## Your objective
In the office sketch below, why does a person need to be in Usha Di's good graces? Answer in one to three sentences.

## Source extract
┄┄┄┄┄┄┄┄┄┄┄┄┄┄┄┄┄┄┄┄

The first table, on entering the floor, belongs to a lady. She is by no means inconspicuous. Although short, she occupies substantial space and wears an expression which seems to be the reason the word ‘pugnacious’ was coined for. Said lady goes by the name ‘Usha Di’. In the hierarchy of attendants, she is above everyone else. Even Shamu the Enigmatic reports to Usha Di, husky of voice and imposing of size.

Usha Di rules the floor with an iron hand. She hoards envelopes, pens, post-it notes, diaries and notebooks but does not make these vital resources available to people easily. One must be in her good graces to harbour any hope of getting anything from her. Then there is the photocopier-cum-scanner in the mini-kitchen. Anyone touching it without having consulted its keeper will be alerted by a shriek that sounds like the amplifier feedback of a jarring note from a broken string of a guitar. With a gust of wind and the howl of dingo, Usha Di will appear in the scene, arms flailing, nearly knocking the coffee and head of any unfortunate employee who happens to be in her way, and then will severely admonish the poor soul who had touched the machine. She will make a mental note of how to best starve the offender for the next few days- by refusing him a morsel of a birthday cake, ripping off the letters from his name-plate or just looking him coldly in the eye whenever he has to pass her. The last is, as has been guessed by now, the most cruel and is administered to the gravest of offenders. There have been reports of men losing their voice for days when subjected to this treatment.

┄┄┄┄┄┄┄┄┄┄┄┄┄┄┄┄┄┄┄┄

## Dataset excerpt
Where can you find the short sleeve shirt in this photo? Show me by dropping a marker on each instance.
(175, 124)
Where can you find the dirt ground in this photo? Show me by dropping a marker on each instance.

┄┄┄┄┄┄┄┄┄┄┄┄┄┄┄┄┄┄┄┄

## Task solution
Usha Di hoards envelopes, pens, post-it notes, diaries and notebooks and does not make them available to people easily. Only someone in her good graces can hope to get anything from her.